# What needs to be done:
Output every line of the material exactly.

# The input:

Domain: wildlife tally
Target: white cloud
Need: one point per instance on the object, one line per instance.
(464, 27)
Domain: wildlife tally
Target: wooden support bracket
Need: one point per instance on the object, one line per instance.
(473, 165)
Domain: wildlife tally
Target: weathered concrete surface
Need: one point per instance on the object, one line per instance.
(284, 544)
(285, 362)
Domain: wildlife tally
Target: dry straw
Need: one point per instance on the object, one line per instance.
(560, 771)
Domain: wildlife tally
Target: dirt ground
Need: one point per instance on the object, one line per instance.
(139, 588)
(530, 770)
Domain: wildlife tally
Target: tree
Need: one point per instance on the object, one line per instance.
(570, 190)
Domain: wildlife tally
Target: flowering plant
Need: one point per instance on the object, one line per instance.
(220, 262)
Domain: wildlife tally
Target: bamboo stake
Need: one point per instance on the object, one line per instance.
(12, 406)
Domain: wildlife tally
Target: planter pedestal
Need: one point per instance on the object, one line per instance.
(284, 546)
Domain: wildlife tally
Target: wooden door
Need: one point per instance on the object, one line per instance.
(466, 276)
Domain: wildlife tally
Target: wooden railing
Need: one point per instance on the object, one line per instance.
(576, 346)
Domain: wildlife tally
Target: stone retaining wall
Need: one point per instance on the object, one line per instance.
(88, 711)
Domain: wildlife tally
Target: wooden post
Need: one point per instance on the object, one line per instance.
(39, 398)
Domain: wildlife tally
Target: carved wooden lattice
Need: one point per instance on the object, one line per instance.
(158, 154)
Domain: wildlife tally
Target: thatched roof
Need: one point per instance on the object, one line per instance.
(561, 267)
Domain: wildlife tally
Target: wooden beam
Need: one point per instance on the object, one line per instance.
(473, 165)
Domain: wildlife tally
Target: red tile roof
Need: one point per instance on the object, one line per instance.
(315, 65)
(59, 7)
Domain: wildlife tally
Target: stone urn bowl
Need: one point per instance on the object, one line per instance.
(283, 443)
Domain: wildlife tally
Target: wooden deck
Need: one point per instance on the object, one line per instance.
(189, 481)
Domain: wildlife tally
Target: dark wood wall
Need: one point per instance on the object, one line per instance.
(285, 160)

# Exercise result:
Domain: wildlife tally
Target: white cloud
Need: one point per instance on the object, one line per instance.
(464, 27)
Domain: wildlife tally
Target: wooden support bracket
Need: one point per instance on the object, one line per instance.
(473, 165)
Domain: wildlife tally
Target: weathered concrete surface
Need: one point per instance on the object, one line per instance.
(284, 544)
(285, 362)
Domain: wildlife tally
Target: dry straw
Need: one point per instance on the object, one line per instance.
(560, 771)
Domain: wildlife tally
Target: dirt ground
Need: one point per instance on the object, one line per instance.
(139, 588)
(530, 770)
Domain: wildlife tally
Target: tree
Need: one point per instance on the object, one line per instance.
(570, 190)
Domain: wildlife tally
Target: flowering plant
Need: one point per instance on the object, one line per instance.
(220, 262)
Domain: wildlife tally
Target: bamboo stake
Need: one point per instance on the object, one line per instance.
(12, 406)
Domain: wildlife tally
Target: planter pedestal
Need: one point per instance on the object, one line per instance.
(284, 546)
Domain: wildlife tally
Target: wooden door
Need: one point per instance on the object, one line per instance.
(466, 276)
Domain: wildlife tally
Target: wooden railing
Need: one point per instance on the object, one line per instance.
(576, 346)
Domain: wildlife tally
Target: stone retaining wall
Need: one point per instance on the object, one line per instance.
(88, 711)
Domain: wildlife tally
Target: wooden post
Need: one point per instance on the object, one line per instance.
(39, 398)
Domain: wildlife tally
Target: carved wooden lattice
Need: one point per instance on the object, one line per instance.
(158, 154)
Domain: wildlife tally
Target: thatched roof
Need: one point per instance on the object, one line per instance.
(561, 267)
Domain: wildlife tally
Target: wooden beam
Need: one point per instance on the object, one line per instance.
(473, 165)
Domain: wildlife tally
Target: red tile roof
Need: one point per instance on the object, one line per instance.
(315, 65)
(59, 7)
Domain: wildlife tally
Target: stone urn bowl
Need: one point per instance on the object, one line per instance.
(283, 443)
Domain: wildlife tally
Target: wooden deck
Need: one point per instance on the object, one line per instance.
(189, 481)
Domain: wildlife tally
Target: dark wood wall
Need: one point per instance on the object, one line per instance.
(285, 160)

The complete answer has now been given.